*Records supplied:*
=== Section Start ===
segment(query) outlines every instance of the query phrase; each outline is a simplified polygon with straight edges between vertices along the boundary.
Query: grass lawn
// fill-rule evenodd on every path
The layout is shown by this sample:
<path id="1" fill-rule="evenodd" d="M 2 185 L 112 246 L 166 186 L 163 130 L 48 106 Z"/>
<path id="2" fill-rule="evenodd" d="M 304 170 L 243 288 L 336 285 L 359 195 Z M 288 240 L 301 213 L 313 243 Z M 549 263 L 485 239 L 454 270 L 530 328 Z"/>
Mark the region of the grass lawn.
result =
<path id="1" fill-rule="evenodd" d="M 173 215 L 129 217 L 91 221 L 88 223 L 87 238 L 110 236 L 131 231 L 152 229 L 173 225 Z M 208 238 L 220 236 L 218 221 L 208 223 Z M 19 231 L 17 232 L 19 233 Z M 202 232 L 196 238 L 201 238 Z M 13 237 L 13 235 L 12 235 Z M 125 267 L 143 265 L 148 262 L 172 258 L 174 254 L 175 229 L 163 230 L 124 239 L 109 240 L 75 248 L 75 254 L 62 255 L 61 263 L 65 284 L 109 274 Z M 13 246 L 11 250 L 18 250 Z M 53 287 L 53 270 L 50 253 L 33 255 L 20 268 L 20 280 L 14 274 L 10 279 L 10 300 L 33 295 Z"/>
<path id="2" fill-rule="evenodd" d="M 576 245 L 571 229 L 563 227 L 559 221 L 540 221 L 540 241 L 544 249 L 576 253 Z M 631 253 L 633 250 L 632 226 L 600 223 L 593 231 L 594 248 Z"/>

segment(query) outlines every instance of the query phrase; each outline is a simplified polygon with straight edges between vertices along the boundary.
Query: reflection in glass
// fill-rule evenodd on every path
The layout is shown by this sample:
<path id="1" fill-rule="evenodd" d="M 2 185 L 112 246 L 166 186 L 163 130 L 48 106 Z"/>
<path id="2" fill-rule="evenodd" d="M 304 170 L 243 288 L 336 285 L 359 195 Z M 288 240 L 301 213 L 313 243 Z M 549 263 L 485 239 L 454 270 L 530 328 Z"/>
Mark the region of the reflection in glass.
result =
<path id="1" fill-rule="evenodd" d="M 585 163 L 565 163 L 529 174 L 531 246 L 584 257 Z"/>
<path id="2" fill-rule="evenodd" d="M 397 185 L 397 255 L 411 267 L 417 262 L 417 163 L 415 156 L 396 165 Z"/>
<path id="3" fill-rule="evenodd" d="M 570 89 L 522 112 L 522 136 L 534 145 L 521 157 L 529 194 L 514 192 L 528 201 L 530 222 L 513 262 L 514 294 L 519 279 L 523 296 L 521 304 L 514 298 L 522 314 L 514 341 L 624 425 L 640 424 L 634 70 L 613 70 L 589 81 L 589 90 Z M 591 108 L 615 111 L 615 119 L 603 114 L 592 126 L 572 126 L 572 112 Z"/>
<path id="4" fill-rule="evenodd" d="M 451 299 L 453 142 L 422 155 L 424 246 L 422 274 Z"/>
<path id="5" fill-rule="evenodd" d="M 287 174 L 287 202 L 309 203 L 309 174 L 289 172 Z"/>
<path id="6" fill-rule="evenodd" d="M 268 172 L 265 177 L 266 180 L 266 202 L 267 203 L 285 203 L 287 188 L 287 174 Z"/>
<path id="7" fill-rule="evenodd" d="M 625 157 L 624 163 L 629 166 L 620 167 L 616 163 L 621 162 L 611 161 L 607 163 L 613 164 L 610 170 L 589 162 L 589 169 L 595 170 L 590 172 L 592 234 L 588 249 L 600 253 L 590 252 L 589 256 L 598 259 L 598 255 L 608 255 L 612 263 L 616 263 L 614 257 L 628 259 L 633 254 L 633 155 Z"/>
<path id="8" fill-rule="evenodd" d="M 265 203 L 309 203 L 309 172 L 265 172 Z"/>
=== Section End ===
*What is expected:* Repeat the whole listing, keeping every word exactly as it is.

*Exercise response:*
segment(query) outlines every instance of the query phrase; each outline is a simplified polygon with straight edges between vertices along the boundary.
Query: grass lawn
// fill-rule evenodd on every path
The layout is shown by this sample:
<path id="1" fill-rule="evenodd" d="M 2 185 L 112 246 L 166 186 L 163 130 L 48 106 Z"/>
<path id="2" fill-rule="evenodd" d="M 304 170 L 243 288 L 336 285 L 359 195 Z M 288 240 L 301 213 L 313 243 Z M 549 263 L 485 239 L 454 270 L 530 328 Z"/>
Mark the region of the grass lawn.
result =
<path id="1" fill-rule="evenodd" d="M 173 215 L 129 217 L 91 221 L 88 223 L 87 238 L 110 236 L 131 231 L 152 229 L 173 225 Z M 208 238 L 220 236 L 218 221 L 208 223 Z M 19 231 L 17 232 L 19 233 Z M 202 232 L 196 238 L 201 238 Z M 13 237 L 13 235 L 12 235 Z M 125 267 L 143 265 L 148 262 L 172 258 L 174 254 L 175 229 L 163 230 L 124 239 L 109 240 L 75 248 L 75 254 L 62 255 L 61 263 L 65 284 L 109 274 Z M 13 246 L 11 250 L 18 250 Z M 53 287 L 53 270 L 50 253 L 33 255 L 20 268 L 20 280 L 14 274 L 10 279 L 10 300 L 33 295 Z"/>
<path id="2" fill-rule="evenodd" d="M 576 245 L 571 229 L 563 227 L 559 221 L 540 221 L 540 241 L 544 249 L 576 253 Z M 631 253 L 633 250 L 632 226 L 600 223 L 593 231 L 594 248 Z"/>

segment(query) outlines every instance of the query phrase; each outline is a simplified polygon with straight edges between vertices along the boundary.
Query: reflection in glass
// fill-rule evenodd on every path
The layout is shown by this sample:
<path id="1" fill-rule="evenodd" d="M 2 185 L 112 246 L 166 186 L 163 130 L 48 106 Z"/>
<path id="2" fill-rule="evenodd" d="M 304 170 L 243 288 L 336 285 L 359 195 Z M 288 240 L 301 213 L 313 243 Z M 549 263 L 485 239 L 454 270 L 530 328 Z"/>
Mark the region of the reflection in glass.
result =
<path id="1" fill-rule="evenodd" d="M 585 163 L 565 163 L 529 174 L 531 246 L 584 257 Z"/>
<path id="2" fill-rule="evenodd" d="M 397 185 L 397 255 L 411 267 L 417 262 L 417 163 L 415 156 L 396 165 Z"/>
<path id="3" fill-rule="evenodd" d="M 570 89 L 522 112 L 522 136 L 534 145 L 521 157 L 529 194 L 514 192 L 528 201 L 530 222 L 513 262 L 514 294 L 519 279 L 523 296 L 521 304 L 514 298 L 522 314 L 514 341 L 624 425 L 640 424 L 634 70 L 613 70 L 589 81 L 589 90 Z M 591 108 L 615 111 L 615 119 L 603 114 L 592 126 L 572 126 L 572 112 Z"/>
<path id="4" fill-rule="evenodd" d="M 451 299 L 453 142 L 422 155 L 424 246 L 422 274 Z"/>
<path id="5" fill-rule="evenodd" d="M 287 174 L 287 202 L 309 203 L 309 174 L 289 172 Z"/>
<path id="6" fill-rule="evenodd" d="M 268 172 L 265 177 L 266 180 L 266 202 L 267 203 L 285 203 L 287 188 L 287 174 Z"/>
<path id="7" fill-rule="evenodd" d="M 625 157 L 624 163 L 629 166 L 620 167 L 616 163 L 621 162 L 611 161 L 607 163 L 613 164 L 610 170 L 589 162 L 589 169 L 595 170 L 590 172 L 592 234 L 588 249 L 600 253 L 590 252 L 589 256 L 598 259 L 598 255 L 608 255 L 612 263 L 616 263 L 614 257 L 628 259 L 633 254 L 633 155 Z"/>
<path id="8" fill-rule="evenodd" d="M 265 203 L 309 203 L 309 172 L 265 172 Z"/>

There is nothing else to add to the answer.